● **LEESTEKST**
Bookchin is de auteur van 23 werken over geschiedenis, politieke theorie, filosofie en urbane studies. Hij putte uit een rijke intellectuele traditie die reikte van Aristoteles, Hegel en Marx tot Karl Polanyi, Hans Jonas en Lewis Mumford. In zijn hoofdwerk ‘The Ecology of Freedom’ (1982) legde hij de historische, antropologische en maatschappelijke wortels bloot van hiërarchie en overheersing en hun implicaties voor onze relatie tot de natuurlijke wereld in een omvattende theorie die hij ‘sociale ecologie’ noemde. Hij beïnvloedde elke belangrijke denker van zijn tijd, van Noam Chomsky en Herbert Marcuse tot Daniel Cohn-Bendit en Guy Debord.
In 1974 richtte Bookchin samen met anderen het Institute for Social Ecology (ISE) op, een uniek educatief project in Vermont dat cursussen organiseert in politieke theorie, radicale geschiedenis en praktische ecologische initiatieven zoals organische landbouw en zonne-energie. Hij oefende een grote invloed uit op de elkaar overlappende richtingen van directe actie, vrede, radicaal feminisme en ecologie, die door de nieuwe sociale bewegingen op het einde van de jaren 1970 en de jaren 1980 voortgebracht werden. Verrijkt met zijn ervaringen als straatagitator, vakbondsman in een autofabriek en burgerrechtenactivist voor CORE (the Congress of Racial Equality), speelde hij een leidinggevende rol in de antikernenergiegroepering Clamshell Alliance en in de vorming van het Left Green Network. In haar boek ‘Political Protest and Cultural Revolution: Nonviolent Direct Action in the 1970s and 1980s’ schrijft Barbara Epstein aan Bookchin de verdienste toe het begrip affiniteitsgroep te hebben verbreid en de Europese Kritische Theorie van Theodor Adorno en Max Horkheimer te hebben gepopulariseerd. Zijn ideeën over een face-to-face participatieve democratie, algemene volksvergaderingen en confederalisme werden overgenomen als basismodel voor organisatie en besluitvorming door vele antikernenergiegroeperingen over zowat de hele wereld, en later door de andersglobaliseringsbeweging, die hen gebruikte om een democratische werking in hun organisatie en besluitvorming te verzekeren. Bookchin ontmoette ook vele leiders van de Duitse Groenen en hij onderhield een intense correspondentie met hen; hij had een sterke stem in het Realo-Fundidebat over de vraag of de Groenen een beweging moesten blijven of een conventionele partij moesten worden. Zijn werk bereikte een breed publiek en werd in vele talen vertaald en herdrukt in Europa, Latijns-Amerika en Azië.

● **Records uit de dataset**
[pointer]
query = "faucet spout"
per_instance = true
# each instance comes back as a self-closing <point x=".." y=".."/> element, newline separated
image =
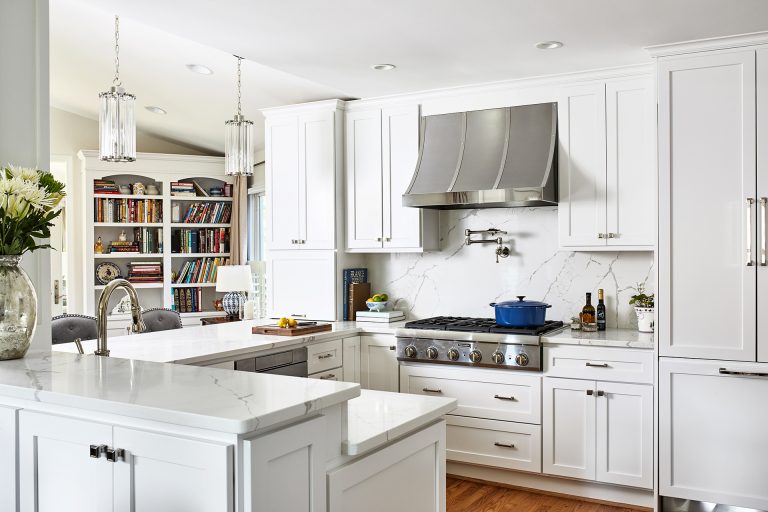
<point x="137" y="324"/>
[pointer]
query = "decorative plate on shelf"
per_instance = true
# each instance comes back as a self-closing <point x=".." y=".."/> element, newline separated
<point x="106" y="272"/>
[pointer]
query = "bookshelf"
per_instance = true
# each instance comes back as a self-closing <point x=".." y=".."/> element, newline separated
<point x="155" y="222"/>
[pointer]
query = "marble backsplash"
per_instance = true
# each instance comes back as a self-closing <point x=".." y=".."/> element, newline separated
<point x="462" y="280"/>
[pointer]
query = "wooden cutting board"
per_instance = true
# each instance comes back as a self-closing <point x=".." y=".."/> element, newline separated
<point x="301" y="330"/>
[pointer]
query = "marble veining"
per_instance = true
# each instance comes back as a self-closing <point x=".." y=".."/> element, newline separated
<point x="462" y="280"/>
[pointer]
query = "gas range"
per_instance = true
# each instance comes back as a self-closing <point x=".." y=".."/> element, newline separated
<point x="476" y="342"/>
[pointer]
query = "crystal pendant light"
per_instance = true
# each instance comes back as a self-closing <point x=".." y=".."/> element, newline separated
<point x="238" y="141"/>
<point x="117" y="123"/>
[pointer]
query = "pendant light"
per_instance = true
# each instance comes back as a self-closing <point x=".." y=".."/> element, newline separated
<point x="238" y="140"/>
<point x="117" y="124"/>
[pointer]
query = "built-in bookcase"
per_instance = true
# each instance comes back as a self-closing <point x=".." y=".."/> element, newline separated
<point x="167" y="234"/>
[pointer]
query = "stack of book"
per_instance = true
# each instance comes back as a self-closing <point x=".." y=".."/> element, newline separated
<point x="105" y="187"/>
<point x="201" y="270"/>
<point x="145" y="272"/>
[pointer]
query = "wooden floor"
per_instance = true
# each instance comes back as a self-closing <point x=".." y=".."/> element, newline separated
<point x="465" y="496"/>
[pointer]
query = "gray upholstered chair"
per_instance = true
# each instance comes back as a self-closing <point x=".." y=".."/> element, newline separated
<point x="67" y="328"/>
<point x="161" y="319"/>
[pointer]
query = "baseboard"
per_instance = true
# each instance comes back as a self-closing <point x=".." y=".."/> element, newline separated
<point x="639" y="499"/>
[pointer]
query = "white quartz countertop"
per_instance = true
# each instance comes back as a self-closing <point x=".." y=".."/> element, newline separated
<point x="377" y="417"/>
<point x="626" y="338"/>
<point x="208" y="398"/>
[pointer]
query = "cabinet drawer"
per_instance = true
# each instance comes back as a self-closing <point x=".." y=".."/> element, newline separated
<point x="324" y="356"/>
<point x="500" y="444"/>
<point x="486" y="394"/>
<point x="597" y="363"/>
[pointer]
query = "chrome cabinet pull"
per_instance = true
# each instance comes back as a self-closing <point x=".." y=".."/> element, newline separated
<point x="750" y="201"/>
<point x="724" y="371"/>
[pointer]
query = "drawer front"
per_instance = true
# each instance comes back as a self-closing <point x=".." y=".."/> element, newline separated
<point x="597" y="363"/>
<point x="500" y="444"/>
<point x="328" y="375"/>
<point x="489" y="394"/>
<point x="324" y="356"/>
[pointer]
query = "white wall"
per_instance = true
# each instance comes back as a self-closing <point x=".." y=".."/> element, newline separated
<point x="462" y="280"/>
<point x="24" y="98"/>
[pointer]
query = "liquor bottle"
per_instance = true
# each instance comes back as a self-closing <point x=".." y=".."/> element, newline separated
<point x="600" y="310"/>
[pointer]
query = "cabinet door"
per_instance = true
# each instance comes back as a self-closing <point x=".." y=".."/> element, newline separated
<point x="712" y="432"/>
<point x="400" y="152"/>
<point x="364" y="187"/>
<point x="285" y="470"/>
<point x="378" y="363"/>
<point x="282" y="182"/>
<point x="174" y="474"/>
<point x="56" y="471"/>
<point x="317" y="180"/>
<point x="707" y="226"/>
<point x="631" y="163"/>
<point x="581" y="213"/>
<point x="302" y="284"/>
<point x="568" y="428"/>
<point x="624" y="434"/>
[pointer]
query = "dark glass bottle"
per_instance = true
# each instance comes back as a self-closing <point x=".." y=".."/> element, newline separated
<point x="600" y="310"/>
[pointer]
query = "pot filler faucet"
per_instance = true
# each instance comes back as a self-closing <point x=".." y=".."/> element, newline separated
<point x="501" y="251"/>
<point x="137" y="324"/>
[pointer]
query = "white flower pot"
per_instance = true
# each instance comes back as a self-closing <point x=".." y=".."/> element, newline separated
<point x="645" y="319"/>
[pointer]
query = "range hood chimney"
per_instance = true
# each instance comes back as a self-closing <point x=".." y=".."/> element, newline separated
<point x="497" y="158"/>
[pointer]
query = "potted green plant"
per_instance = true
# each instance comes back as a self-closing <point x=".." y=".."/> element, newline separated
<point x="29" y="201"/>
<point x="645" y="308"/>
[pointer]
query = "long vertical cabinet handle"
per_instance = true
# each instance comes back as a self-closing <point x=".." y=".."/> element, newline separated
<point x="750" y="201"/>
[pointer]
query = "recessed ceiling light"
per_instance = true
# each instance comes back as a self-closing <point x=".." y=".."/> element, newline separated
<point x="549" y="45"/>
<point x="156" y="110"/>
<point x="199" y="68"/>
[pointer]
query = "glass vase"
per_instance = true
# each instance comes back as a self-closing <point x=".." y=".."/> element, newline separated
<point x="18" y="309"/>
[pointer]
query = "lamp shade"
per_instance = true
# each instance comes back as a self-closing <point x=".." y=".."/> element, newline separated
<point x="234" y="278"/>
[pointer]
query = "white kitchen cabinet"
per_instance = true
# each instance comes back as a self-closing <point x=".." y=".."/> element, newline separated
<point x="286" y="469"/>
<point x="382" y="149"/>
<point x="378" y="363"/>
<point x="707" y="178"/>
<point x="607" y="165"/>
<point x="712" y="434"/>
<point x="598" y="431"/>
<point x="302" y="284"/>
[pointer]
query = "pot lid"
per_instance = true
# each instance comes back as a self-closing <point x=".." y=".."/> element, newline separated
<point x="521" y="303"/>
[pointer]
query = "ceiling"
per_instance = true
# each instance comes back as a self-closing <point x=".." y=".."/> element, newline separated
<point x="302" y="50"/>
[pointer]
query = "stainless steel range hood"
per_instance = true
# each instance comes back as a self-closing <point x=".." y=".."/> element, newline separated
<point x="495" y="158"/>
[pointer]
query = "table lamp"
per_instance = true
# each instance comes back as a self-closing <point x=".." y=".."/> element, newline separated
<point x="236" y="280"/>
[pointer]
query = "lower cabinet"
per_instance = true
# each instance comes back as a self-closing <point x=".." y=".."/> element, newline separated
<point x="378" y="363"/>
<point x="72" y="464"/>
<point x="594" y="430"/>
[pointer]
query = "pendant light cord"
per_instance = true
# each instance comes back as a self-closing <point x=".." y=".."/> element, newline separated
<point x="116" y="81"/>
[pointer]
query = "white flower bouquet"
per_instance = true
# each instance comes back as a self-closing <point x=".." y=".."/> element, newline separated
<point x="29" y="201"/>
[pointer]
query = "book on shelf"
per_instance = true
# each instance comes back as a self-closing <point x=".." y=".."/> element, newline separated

● **LIJST MET OPDRACHTEN**
1 – In welk jaar richtte Bookchin volgens de leestekst over Bookchin samen met anderen het Institute for Social Ecology op?
2 – Schrijf de leestekst over Bookchin verder, te beginnen na de laatste zin.
De records vormen apart materiaal, los van de leestekst.

● **ANTWOORDEN PER OPDRACHT**
1 – In 1974.

2 –
In de jaren 1980 en 1990 was Bookchin een belangrijke gesprekspartner voor kritische theoretici als Cornelius Castoriadis en hij leverde geregeld bijdrages aan het invloedrijke blad ‘Telos’. Hij voerde heftige discussies met vooraanstaande ecologische denkers als Arne Naess en David Foreman. Terzelfder tijd speelde het Institute for Social Ecology een belangrijke rol in de andersglobaliseringsbeweging die in 1999 in Seattle het levenslicht zag, en werd het een plaats voor activistische reflectie terwijl het, in onderscheid tot het reformistisch, antiondernemings discours van vele NGO’s, pleitte voor directe democratie en antikapitalisme en een reeks linkslibertaire en ecologische initiatieven opstartte. Maar toen in het midden van de jaren 1990 er binnen bepaalde vleugels van het anarchisme problematische tendensen als primitivisme, lifestyl-politiek en een aversie voor organisatie opdoken, beriep Bookchin zich aanvankelijk op een sociaalanarchisme, om kort nadien volledig met het anarchisme te breken. Om zijn levenslange ervaring aan de linkerzijde van het politieke spectrum te verwerken, spendeerde Bookchin de laatste 15 jaren vóór zijn overlijden in 2006 aan een leesbare vier-delige studie over de geschiedenis van revoluties, onder de titel ‘The Third Revolution’, waarin hij, met het oog op een duurzame maatschappelijke transformatie, scherpzinnige conclusies formuleerde over het falen van revolutionaire bewegingen – van de boerenopstanden tot de moderne revoluties. Deze inzichten leverden een nieuw politiek perspectief, waarvan hij hoopte dat ze de valstrikken van het verleden zou kunnen vermijden en dat het zou kunnen leiden naar een nieuwe, emancipatorische praktijk: het communalisme.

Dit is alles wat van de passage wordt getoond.